» TASK STATEMENT:
Reproduce the following data line for line with no changes, leaving out the pictures.

» MATERIAL SHOWN:
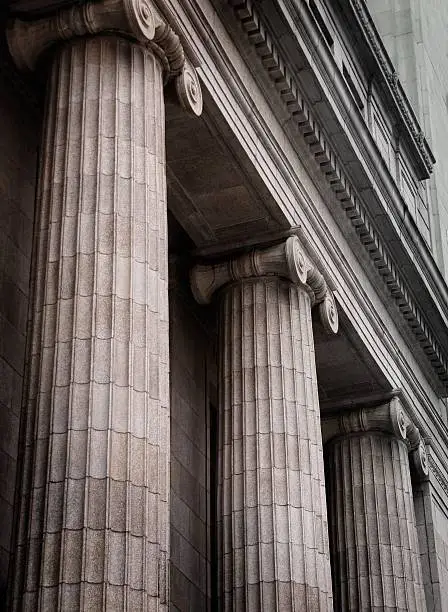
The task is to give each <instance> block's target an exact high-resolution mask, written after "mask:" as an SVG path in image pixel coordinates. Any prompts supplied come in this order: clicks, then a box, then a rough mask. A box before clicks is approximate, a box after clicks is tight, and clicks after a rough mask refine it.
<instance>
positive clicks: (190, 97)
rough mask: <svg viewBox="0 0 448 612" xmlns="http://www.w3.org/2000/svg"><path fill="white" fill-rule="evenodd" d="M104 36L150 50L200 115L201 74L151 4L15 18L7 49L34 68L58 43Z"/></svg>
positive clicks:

» WRITTEN SOLUTION:
The task is to give each <instance> block's target an exact high-resolution mask, written after "mask:" as an SVG path in image pixel coordinates. Any prompts supplied come in this order: clicks, then a box, then a rough mask. A box before clicks is approximate, a box after clicks is tight, and clicks after a rough mask refine it.
<instance>
positive clicks: (190, 97)
rough mask: <svg viewBox="0 0 448 612" xmlns="http://www.w3.org/2000/svg"><path fill="white" fill-rule="evenodd" d="M104 36L150 50L200 115L201 74L151 4L15 18L7 49L34 68L58 43Z"/></svg>
positive clicks:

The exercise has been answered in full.